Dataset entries
■ ■ ■ ■

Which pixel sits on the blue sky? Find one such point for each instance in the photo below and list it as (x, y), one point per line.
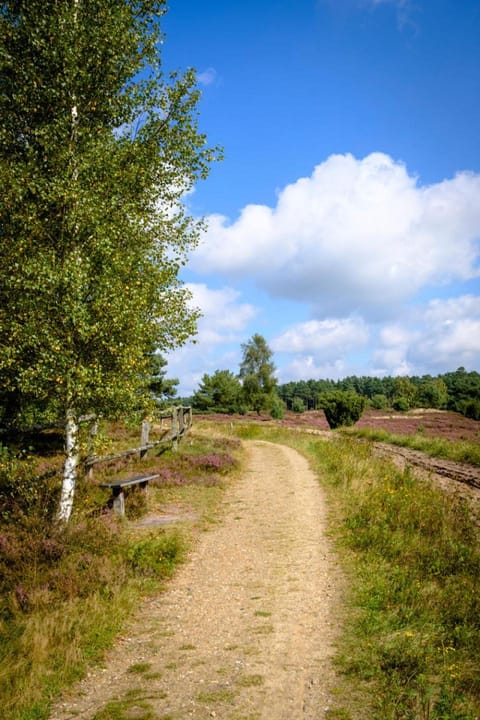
(344, 221)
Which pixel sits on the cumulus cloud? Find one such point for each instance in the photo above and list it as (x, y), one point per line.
(357, 236)
(446, 335)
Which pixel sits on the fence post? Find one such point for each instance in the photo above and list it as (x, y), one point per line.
(92, 434)
(175, 428)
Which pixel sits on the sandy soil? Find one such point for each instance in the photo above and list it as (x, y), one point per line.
(246, 628)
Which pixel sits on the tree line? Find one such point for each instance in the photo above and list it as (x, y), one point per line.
(255, 388)
(458, 391)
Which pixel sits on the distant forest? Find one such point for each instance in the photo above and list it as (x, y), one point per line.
(458, 391)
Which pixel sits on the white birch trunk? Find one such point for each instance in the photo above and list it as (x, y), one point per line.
(71, 426)
(72, 457)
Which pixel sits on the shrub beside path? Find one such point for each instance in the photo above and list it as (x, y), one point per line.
(245, 629)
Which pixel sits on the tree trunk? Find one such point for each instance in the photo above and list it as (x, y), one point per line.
(70, 468)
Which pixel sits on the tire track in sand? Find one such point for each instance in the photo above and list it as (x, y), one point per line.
(245, 629)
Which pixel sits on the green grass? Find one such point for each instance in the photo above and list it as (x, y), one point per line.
(410, 641)
(457, 450)
(65, 595)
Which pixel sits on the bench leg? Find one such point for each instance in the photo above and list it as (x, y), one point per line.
(119, 501)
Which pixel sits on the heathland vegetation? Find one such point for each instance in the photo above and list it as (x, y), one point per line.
(410, 644)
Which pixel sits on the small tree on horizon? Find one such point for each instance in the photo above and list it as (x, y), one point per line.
(341, 407)
(257, 373)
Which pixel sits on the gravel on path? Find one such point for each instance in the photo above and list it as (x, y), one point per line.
(246, 628)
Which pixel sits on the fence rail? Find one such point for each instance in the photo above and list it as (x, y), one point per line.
(167, 427)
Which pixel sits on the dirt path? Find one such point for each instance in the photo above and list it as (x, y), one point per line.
(245, 629)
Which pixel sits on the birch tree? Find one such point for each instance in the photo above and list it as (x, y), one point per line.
(97, 148)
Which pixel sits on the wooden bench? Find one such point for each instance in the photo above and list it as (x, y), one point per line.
(117, 486)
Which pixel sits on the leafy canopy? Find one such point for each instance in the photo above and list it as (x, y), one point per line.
(97, 148)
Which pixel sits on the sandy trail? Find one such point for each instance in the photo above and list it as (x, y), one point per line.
(246, 628)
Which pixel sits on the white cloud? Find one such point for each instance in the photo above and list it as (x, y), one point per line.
(357, 236)
(324, 338)
(446, 335)
(220, 332)
(305, 368)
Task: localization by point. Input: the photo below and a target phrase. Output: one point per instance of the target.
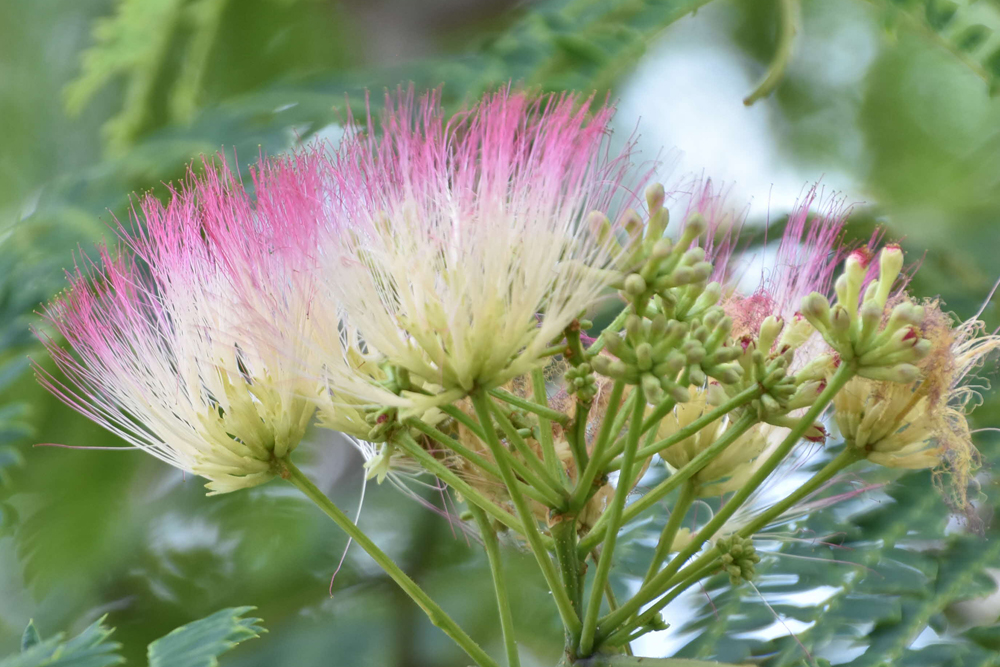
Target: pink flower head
(467, 253)
(160, 351)
(805, 261)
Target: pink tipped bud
(860, 258)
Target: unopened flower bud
(693, 351)
(644, 356)
(631, 223)
(655, 196)
(904, 373)
(816, 308)
(840, 321)
(695, 225)
(652, 388)
(795, 334)
(727, 373)
(658, 327)
(770, 329)
(599, 226)
(661, 249)
(683, 275)
(708, 298)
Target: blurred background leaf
(875, 103)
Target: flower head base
(922, 423)
(468, 254)
(881, 338)
(162, 356)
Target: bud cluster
(739, 558)
(884, 342)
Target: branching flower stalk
(423, 288)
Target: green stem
(689, 491)
(612, 328)
(737, 401)
(617, 660)
(787, 29)
(530, 406)
(588, 634)
(436, 615)
(492, 547)
(639, 626)
(609, 595)
(664, 488)
(585, 483)
(645, 594)
(616, 448)
(545, 428)
(449, 477)
(570, 620)
(578, 436)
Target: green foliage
(91, 648)
(163, 52)
(92, 537)
(885, 572)
(199, 644)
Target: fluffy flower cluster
(424, 259)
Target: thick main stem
(566, 612)
(656, 586)
(448, 476)
(689, 490)
(662, 489)
(434, 612)
(492, 547)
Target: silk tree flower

■ ■ ■ ■

▸ Required task
Quote the data above in full and without alteration; skip the pictures.

▸ The solution
Which pixel sits on the blue sky? Find one such point for each instance in the photo below and list it as (x, y), one point per line.
(344, 221)
Which pixel sits on the cumulus cloud? Find one such point for each instance in the photo above and list it as (x, y), one point per line.
(357, 236)
(446, 335)
Which pixel sits on the fence post? Find one such point for each instance in the photo above and list it as (x, y), one point per line.
(92, 434)
(175, 428)
Which pixel sits on the sandy soil? Find one such point for each instance in the photo above and list it as (x, y), one point per line.
(246, 628)
Which pixel sits on the tree line? Find one such point for each instance in the photo above and list it as (x, y), one point per line.
(255, 388)
(458, 391)
Which pixel sits on the distant forest? Find one such point for each instance in the photo above and list it as (x, y), one point per line.
(458, 391)
Which pixel sits on the white birch trunk? Find one such point for each instance in the photo above and list it as (x, y), one point per line.
(71, 426)
(72, 457)
Which pixel sits on the shrub beside path? Find one such point for each instance in the photo above and list it as (x, y), one point per line.
(245, 629)
Which pixel sits on the tree trunk? Find one such point for each instance in the photo above and list it as (x, y), one point per line.
(70, 468)
Which pixel sits on the tire track in sand? Find one such point for each instance in the photo above and list it as (x, y), one point per line.
(245, 629)
Which pixel sits on the green grass? Find one such point for each instance in the photo above and list it as (x, y), one point per line.
(410, 641)
(457, 450)
(65, 595)
Which pixel sits on the bench leg? Find one such point for each instance in the photo above and list it as (x, y), one point per line.
(119, 501)
Which pixel sits on the heathland vegetation? Find one such point for each instance in the photo above and list it as (x, y), one point per line.
(410, 644)
Which pixel sits on the small tree on horizon? Find one such point for each instance in the photo above and list it as (x, y), one point per line.
(341, 407)
(257, 373)
Which pixel sits on the gravel on path? Find one such point for each instance in the photo above and list it as (x, y), one point per line.
(246, 628)
Which pixel sits on the fence rail? Find one such point for each instance in the photo above and list it as (x, y), one point per line.
(167, 427)
Which pixel sits on the dirt path? Find one such point for each instance in the photo above and list it as (x, y), one point per line.
(245, 629)
Which pixel sits on the birch tree? Find one such point for each instance in the photo above and list it as (x, y), one point per line.
(97, 148)
Which pixel sits on the wooden bench? Find one such point for each instance in the photo above and list it as (x, y), one point per line.
(117, 486)
Which pixel sits on the leafy canopy? Find one such point for each instance in the photo above and list it as (x, y), one point per line.
(97, 148)
Which pixel sits on the sandy trail? Find one such point for each instance in the photo above and list it as (x, y), one point per line.
(246, 628)
Which pixel sits on the white cloud? Find one such point for each instance in the photo above and list it as (x, y), one point per line.
(357, 236)
(324, 338)
(446, 335)
(220, 332)
(305, 368)
Task: localization by point. Input: the photo below and a target phrase. Output: one point per instance of the target.
Target: pink flower head
(467, 253)
(160, 351)
(805, 261)
Target: pink tipped bud
(860, 258)
Target: unopened flower bud
(693, 351)
(644, 356)
(631, 223)
(655, 196)
(904, 373)
(816, 308)
(840, 321)
(695, 225)
(652, 388)
(795, 334)
(727, 373)
(658, 327)
(770, 329)
(599, 226)
(661, 249)
(683, 275)
(708, 298)
Target: blurred background leaf
(875, 103)
Target: flower head base
(922, 423)
(468, 254)
(881, 338)
(162, 356)
Target: bud cluster
(739, 558)
(884, 342)
Target: branching flower stalk
(423, 288)
Target: green stem
(689, 491)
(612, 328)
(737, 401)
(617, 660)
(787, 29)
(530, 406)
(588, 634)
(436, 615)
(492, 547)
(639, 626)
(609, 595)
(664, 488)
(585, 483)
(645, 594)
(616, 448)
(545, 428)
(449, 477)
(570, 620)
(578, 436)
Target: green foliage
(91, 648)
(163, 52)
(92, 537)
(885, 572)
(199, 644)
Target: fluffy flower cluster
(424, 259)
Target: thick main stem
(566, 612)
(656, 586)
(448, 476)
(689, 490)
(662, 489)
(434, 612)
(492, 547)
Target: silk tree flower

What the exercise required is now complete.